Face a uma calamidade de proporções bíblicas como o ciclone Idai, agigantam-se as dificuldades para responder com eficácia, principalmente num país como Moçambique. “Nada é tratado de forma estrutural, sopesando os estragos anteriores e pensando na prevenção do futuro. Disseram-me na terça-feira que o Instituto Nacional de Gestão de Calamidades não tem sequer um Hospital de Campanha. Este ciclone foi anunciado com vários dias de antecedência e o Governo fez “um alerta vermelho”, mas limitou-se a declarar a coisa. Porquê, não sei, julgo que por inércia e inconsciência”, conta António Cabrita, escritor e residente em Maputo. O autor conta ter almoçado com um governante natural da Beira, e que tem família na cidade, que lhe disse que “a coisa estava mal, mas sem acusar uma excessiva apreensão.”

Depois da visita do Presidente da República à região, o Conselho de Ministros mudou-se para a Beira.

“Quanto mais me informo mais percebo que é um daqueles desastres que ultrapassa a capacidade de qualquer Governo, ainda para mais de um país pobre e já mergulhado numa crise profunda”, remata António Cabrita.

Arregaçar mangas

Noventa por cento da área em torno da cidade da Beira foi destruída, as estradas principais de acesso à cidade foram cortadas, muitos edifícios ficaram submersos, não há electricidade em toda a região e praticamente todas as linhas de comunicação foram destruídas, o que torna muito difícil aceder à dimensão correcta do desastre, segundo a organização Médicos Sem Fronteiras. Na região da Beira, o número de portugueses residentes registados no consulado de Portugal na capital da província de Sofala aproxima-se dos 2500.

O secretário de Estado das Comunidades Portuguesas, José Luís Carneiro, é esperado na cidade moçambicana da Beira, onde dezenas de portugueses perderam casas e bens, para acompanhar o levantamento das necessidades e o primeiro apoio.

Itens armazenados
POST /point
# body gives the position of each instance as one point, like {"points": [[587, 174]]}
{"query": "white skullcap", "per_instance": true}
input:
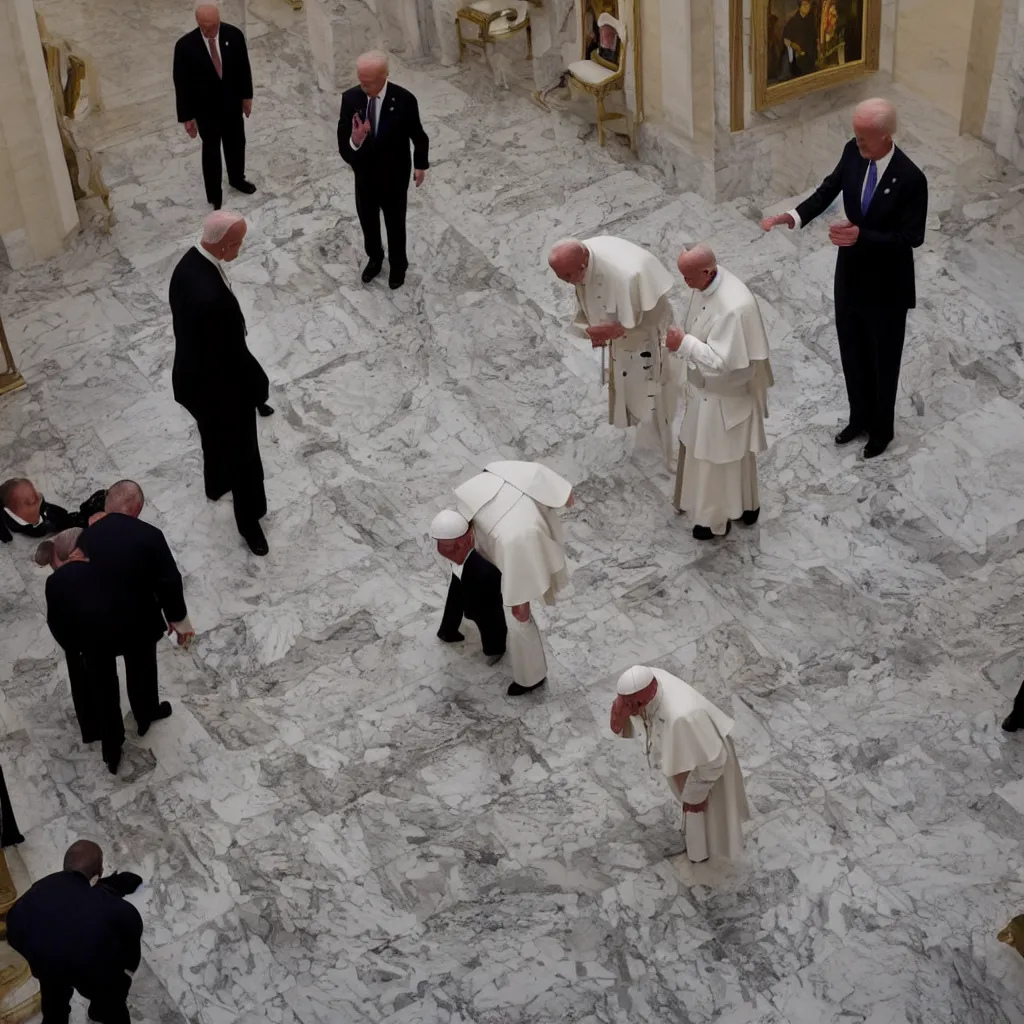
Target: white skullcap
{"points": [[634, 680], [449, 525]]}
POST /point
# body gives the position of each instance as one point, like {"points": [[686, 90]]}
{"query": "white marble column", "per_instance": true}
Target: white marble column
{"points": [[37, 207]]}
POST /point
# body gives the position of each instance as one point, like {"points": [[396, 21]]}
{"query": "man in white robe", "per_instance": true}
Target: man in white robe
{"points": [[511, 507], [623, 299], [727, 379], [688, 738]]}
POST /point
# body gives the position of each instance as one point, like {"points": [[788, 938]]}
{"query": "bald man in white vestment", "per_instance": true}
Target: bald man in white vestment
{"points": [[688, 738], [623, 299], [512, 509], [728, 374]]}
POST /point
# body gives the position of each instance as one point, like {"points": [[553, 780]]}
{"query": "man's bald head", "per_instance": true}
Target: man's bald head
{"points": [[85, 857], [698, 266], [223, 232], [125, 497], [875, 123], [208, 18], [569, 258], [372, 71]]}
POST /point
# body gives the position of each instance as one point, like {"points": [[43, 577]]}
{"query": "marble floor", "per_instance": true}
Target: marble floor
{"points": [[345, 820]]}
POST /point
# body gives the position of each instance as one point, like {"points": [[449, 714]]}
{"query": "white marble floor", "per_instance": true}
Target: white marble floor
{"points": [[345, 820]]}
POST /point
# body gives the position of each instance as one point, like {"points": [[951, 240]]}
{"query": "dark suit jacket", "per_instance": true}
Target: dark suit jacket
{"points": [[68, 929], [382, 163], [136, 565], [477, 597], [878, 269], [199, 93], [215, 376]]}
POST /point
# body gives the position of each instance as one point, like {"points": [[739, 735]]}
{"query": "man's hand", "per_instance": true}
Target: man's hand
{"points": [[601, 334], [360, 129], [844, 233], [780, 218]]}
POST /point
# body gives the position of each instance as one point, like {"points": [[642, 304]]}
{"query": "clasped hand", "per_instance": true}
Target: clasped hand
{"points": [[601, 334]]}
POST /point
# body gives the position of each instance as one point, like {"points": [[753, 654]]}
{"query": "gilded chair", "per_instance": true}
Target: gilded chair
{"points": [[496, 22], [601, 70]]}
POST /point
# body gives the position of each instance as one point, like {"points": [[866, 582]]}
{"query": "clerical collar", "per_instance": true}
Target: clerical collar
{"points": [[714, 286]]}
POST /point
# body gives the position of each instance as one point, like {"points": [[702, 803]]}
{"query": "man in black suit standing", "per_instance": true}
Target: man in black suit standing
{"points": [[78, 935], [378, 122], [886, 201], [213, 88], [215, 376]]}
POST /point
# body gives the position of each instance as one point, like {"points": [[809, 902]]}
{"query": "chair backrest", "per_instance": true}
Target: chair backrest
{"points": [[608, 51]]}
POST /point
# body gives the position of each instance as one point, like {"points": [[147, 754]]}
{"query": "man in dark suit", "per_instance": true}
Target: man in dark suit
{"points": [[213, 88], [78, 935], [475, 590], [886, 200], [378, 122], [215, 376]]}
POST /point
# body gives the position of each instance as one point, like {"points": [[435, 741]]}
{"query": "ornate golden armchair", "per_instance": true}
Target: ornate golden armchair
{"points": [[601, 70], [496, 20]]}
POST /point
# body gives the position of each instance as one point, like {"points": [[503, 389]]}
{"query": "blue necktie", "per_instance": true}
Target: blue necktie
{"points": [[869, 185]]}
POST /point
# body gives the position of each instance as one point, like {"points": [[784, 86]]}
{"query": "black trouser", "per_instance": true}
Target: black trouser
{"points": [[870, 344], [370, 204], [227, 130], [107, 997]]}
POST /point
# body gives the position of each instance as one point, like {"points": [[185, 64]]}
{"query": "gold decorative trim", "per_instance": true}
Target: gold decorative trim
{"points": [[766, 95]]}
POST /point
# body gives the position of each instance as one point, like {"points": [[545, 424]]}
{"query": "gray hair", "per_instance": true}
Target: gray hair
{"points": [[218, 223], [124, 496], [880, 113]]}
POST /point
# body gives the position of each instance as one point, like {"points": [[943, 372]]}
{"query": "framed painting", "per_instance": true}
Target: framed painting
{"points": [[803, 46]]}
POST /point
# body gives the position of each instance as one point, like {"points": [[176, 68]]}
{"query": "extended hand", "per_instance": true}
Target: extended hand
{"points": [[360, 129], [780, 218]]}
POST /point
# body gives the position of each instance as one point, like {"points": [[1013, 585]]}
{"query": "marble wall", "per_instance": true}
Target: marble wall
{"points": [[37, 208]]}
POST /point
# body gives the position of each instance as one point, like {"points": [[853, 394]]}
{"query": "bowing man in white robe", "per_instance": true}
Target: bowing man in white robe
{"points": [[688, 738], [623, 299], [511, 506], [728, 375]]}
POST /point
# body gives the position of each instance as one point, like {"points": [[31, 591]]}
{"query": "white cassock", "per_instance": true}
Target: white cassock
{"points": [[627, 285], [512, 508], [727, 378], [688, 733]]}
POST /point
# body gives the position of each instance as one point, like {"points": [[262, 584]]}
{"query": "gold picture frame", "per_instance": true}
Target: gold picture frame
{"points": [[804, 46]]}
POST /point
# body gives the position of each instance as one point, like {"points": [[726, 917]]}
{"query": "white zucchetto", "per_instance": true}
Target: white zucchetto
{"points": [[449, 525], [634, 680]]}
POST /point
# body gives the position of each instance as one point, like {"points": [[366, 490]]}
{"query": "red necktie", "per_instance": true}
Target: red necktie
{"points": [[217, 67]]}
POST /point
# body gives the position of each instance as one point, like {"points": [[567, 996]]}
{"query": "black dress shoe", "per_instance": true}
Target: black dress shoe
{"points": [[515, 690], [163, 711], [256, 541], [850, 433], [707, 534]]}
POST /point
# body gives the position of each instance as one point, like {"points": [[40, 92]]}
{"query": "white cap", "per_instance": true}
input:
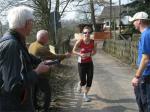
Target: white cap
{"points": [[139, 15]]}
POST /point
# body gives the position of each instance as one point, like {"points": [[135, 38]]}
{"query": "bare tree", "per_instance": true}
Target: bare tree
{"points": [[88, 8]]}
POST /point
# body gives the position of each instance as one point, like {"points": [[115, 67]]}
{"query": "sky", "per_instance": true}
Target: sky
{"points": [[72, 15]]}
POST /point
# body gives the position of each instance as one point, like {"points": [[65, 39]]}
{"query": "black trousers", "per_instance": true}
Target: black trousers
{"points": [[43, 86], [142, 93], [86, 73]]}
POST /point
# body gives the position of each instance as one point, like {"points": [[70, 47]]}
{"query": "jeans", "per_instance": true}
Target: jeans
{"points": [[142, 93]]}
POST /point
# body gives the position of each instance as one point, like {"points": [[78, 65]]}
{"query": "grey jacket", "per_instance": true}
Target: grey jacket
{"points": [[16, 74]]}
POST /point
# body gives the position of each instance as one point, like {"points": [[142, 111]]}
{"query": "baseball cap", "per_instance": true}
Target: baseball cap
{"points": [[139, 15]]}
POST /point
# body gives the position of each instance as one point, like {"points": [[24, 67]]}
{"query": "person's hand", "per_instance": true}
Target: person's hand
{"points": [[135, 81], [41, 68], [68, 54], [83, 55]]}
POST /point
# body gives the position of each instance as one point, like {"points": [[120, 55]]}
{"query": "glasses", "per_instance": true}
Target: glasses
{"points": [[87, 32]]}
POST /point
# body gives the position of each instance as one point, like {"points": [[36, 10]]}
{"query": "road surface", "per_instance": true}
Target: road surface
{"points": [[111, 89]]}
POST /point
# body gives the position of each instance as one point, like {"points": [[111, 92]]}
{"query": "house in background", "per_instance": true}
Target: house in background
{"points": [[115, 17]]}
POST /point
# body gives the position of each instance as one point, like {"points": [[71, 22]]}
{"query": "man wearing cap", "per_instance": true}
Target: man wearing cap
{"points": [[141, 80]]}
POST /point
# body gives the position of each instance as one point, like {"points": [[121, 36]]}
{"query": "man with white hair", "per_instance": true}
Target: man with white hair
{"points": [[39, 49], [17, 75], [141, 80]]}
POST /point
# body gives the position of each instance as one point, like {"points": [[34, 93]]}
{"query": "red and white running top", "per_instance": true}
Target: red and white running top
{"points": [[86, 49]]}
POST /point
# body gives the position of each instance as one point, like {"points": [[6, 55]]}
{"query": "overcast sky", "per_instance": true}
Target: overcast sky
{"points": [[72, 15]]}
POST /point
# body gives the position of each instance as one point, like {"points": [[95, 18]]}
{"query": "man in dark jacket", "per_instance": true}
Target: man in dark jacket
{"points": [[17, 75], [39, 49]]}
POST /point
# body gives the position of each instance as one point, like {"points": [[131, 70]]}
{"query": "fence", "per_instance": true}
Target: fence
{"points": [[125, 50]]}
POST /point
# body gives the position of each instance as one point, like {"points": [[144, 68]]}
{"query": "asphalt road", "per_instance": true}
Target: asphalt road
{"points": [[111, 89]]}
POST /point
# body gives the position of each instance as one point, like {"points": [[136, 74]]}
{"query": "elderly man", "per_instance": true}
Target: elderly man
{"points": [[17, 75], [38, 49], [141, 80]]}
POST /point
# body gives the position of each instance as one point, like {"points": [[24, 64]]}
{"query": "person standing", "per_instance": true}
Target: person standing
{"points": [[39, 49], [17, 75], [141, 80], [85, 49]]}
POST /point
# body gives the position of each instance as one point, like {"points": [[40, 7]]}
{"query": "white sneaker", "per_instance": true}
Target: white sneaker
{"points": [[86, 98], [79, 88]]}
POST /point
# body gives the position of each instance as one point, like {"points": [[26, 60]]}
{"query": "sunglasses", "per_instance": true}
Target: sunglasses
{"points": [[86, 32]]}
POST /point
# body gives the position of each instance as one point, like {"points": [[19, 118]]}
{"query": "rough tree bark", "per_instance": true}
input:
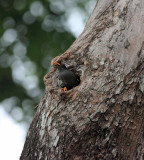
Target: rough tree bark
{"points": [[103, 117]]}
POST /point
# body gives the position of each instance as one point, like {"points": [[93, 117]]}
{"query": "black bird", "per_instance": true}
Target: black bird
{"points": [[69, 79]]}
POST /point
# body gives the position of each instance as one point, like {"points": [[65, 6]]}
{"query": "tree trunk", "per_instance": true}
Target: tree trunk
{"points": [[103, 117]]}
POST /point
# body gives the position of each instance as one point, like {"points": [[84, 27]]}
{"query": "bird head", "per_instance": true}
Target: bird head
{"points": [[60, 66]]}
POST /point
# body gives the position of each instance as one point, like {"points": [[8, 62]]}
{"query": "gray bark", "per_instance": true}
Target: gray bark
{"points": [[103, 117]]}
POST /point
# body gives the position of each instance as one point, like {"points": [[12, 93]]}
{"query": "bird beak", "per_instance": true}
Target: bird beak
{"points": [[56, 63]]}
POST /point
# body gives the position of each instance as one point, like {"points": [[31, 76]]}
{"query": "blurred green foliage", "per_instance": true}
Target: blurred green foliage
{"points": [[32, 32]]}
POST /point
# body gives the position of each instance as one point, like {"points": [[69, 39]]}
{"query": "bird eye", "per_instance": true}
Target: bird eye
{"points": [[57, 63]]}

- **CONJUNTO DE TAREFAS**:
1 > Segundo o texto sobre o ciclone Idai, quantos portugueses residentes estão registados no consulado de Portugal na capital da província de Sofala?
2 > Reproduza sem alterações o trecho do texto sobre o ciclone Idai que vai de "Noventa por cento" até "aproxima-se dos 2500.", incluindo estas últimas palavras.

- **RESPOSTAS POR ORDEM**:
1 > Aproximam-se dos 2500.

2 >
Noventa por cento da área em torno da cidade da Beira foi destruída, as estradas principais de acesso à cidade foram cortadas, muitos edifícios ficaram submersos, não há electricidade em toda a região e praticamente todas as linhas de comunicação foram destruídas, o que torna muito difícil aceder à dimensão correcta do desastre, segundo a organização Médicos Sem Fronteiras. Na região da Beira, o número de portugueses residentes registados no consulado de Portugal na capital da província de Sofala aproxima-se dos 2500.